Head Games: A Look at the Mental Side of Tennis (Part 1)

Published in On the Baseline Tennis News 
4.28.10

Have you ever wondered why some tennis players can’t handle the pressure in a high-stakes match, while others seem to rise to the challenge? Call it a lack of confidence, or just plain nerves. No matter how good a player is physically, the mind is often a player’s toughest opponent.


I set out to find answers from experts who know exactly how the mind of a tennis player works. Dr. Allen Fox, Ph.D, a sports psychologist and former Wimbledon quarterfinalist has worked with his fair share of WTA players over the years, including Dinara Safina and Ashley Harkleroad.

OTB: What percentage of tennis is mental?
Dr. Fox: The answer is somewhat unknowable. Someone can get by with a medium head and a great body, or a great head and a medium body. They’ll end up the same. The great mind is much more rare than the physical.

OTB: How common is it for pro tennis players to seek out the help from a sports psychologist?
Dr. Fox: Maybe 15-20%, but lower down, usually. Those that are higher ranked are less likely to seek help. They don’t need it as much. That’s why they’re higher ranked.

-=-=-=-=-

EXERCISE TASK:
Copy out, word for word, the passage of the tennis interview that opens with "OTB: What percentage" and closes with "than the physical.". Work from the tennis interview alone.

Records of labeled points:
-=-=-=-=-

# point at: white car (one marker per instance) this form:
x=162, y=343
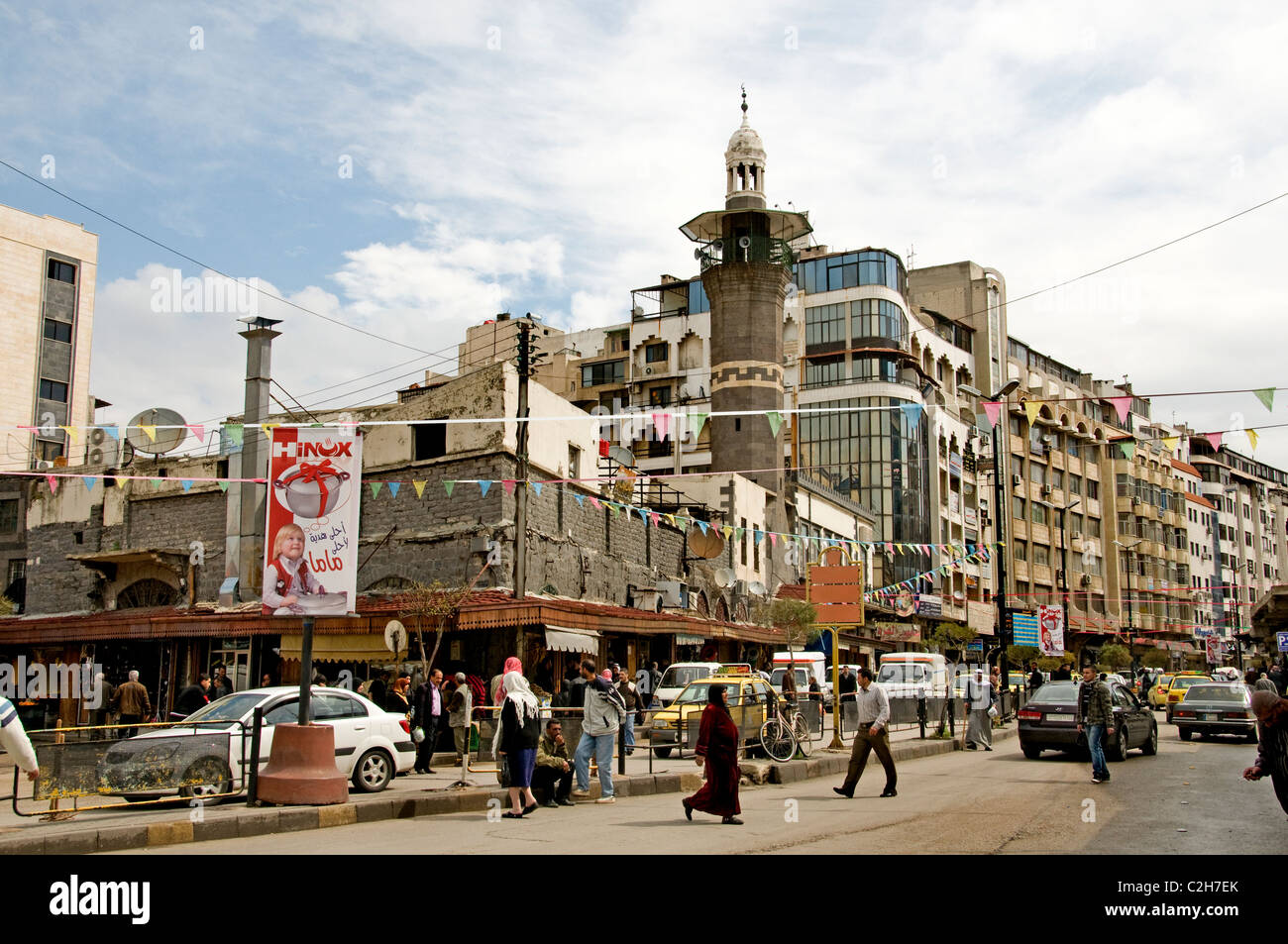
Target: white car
x=206, y=752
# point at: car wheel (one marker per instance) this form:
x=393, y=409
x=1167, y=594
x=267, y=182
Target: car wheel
x=1150, y=747
x=373, y=772
x=206, y=780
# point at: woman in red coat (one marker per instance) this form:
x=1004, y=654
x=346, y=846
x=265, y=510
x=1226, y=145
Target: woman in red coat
x=717, y=747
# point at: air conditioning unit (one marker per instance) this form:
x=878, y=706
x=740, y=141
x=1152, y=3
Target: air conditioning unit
x=675, y=595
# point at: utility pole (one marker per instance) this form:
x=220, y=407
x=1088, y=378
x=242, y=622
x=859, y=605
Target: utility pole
x=520, y=498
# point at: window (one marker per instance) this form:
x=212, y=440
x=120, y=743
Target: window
x=62, y=271
x=824, y=326
x=58, y=330
x=429, y=441
x=603, y=372
x=53, y=390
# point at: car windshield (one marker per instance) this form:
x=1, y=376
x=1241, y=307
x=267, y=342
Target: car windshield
x=1057, y=693
x=679, y=677
x=227, y=708
x=1216, y=693
x=902, y=673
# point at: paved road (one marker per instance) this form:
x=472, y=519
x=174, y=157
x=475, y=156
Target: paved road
x=960, y=802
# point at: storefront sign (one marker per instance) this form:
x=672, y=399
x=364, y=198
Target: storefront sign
x=310, y=544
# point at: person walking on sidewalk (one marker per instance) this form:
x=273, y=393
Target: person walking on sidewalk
x=553, y=775
x=516, y=739
x=1096, y=717
x=600, y=719
x=717, y=750
x=874, y=710
x=979, y=699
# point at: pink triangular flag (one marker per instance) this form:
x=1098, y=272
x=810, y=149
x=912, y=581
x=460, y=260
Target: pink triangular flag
x=662, y=424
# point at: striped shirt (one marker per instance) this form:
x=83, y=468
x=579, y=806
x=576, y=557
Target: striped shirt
x=874, y=706
x=13, y=738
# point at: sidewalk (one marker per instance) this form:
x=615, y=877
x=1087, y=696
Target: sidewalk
x=408, y=796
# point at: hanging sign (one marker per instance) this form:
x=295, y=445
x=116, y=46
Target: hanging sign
x=310, y=544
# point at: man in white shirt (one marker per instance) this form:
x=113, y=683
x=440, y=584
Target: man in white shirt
x=872, y=736
x=979, y=699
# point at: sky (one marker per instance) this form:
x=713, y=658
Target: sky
x=412, y=168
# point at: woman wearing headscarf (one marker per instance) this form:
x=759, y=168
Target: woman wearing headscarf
x=1271, y=713
x=515, y=739
x=717, y=749
x=511, y=665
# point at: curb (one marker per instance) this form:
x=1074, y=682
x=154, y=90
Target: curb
x=279, y=819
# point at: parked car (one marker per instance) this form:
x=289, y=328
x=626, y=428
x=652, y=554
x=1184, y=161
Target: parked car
x=1176, y=689
x=1216, y=708
x=206, y=752
x=1050, y=723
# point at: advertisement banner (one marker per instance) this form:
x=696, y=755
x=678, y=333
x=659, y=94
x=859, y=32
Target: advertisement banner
x=1051, y=630
x=310, y=544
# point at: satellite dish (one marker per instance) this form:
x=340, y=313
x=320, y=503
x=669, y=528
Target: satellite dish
x=706, y=546
x=395, y=636
x=165, y=439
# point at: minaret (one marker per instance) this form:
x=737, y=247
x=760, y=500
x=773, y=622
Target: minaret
x=746, y=268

-=-=-=-=-

CORRECT RESPONSE:
OTB: What percentage of tennis is mental?
Dr. Fox: The answer is somewhat unknowable. Someone can get by with a medium head and a great body, or a great head and a medium body. They’ll end up the same. The great mind is much more rare than the physical.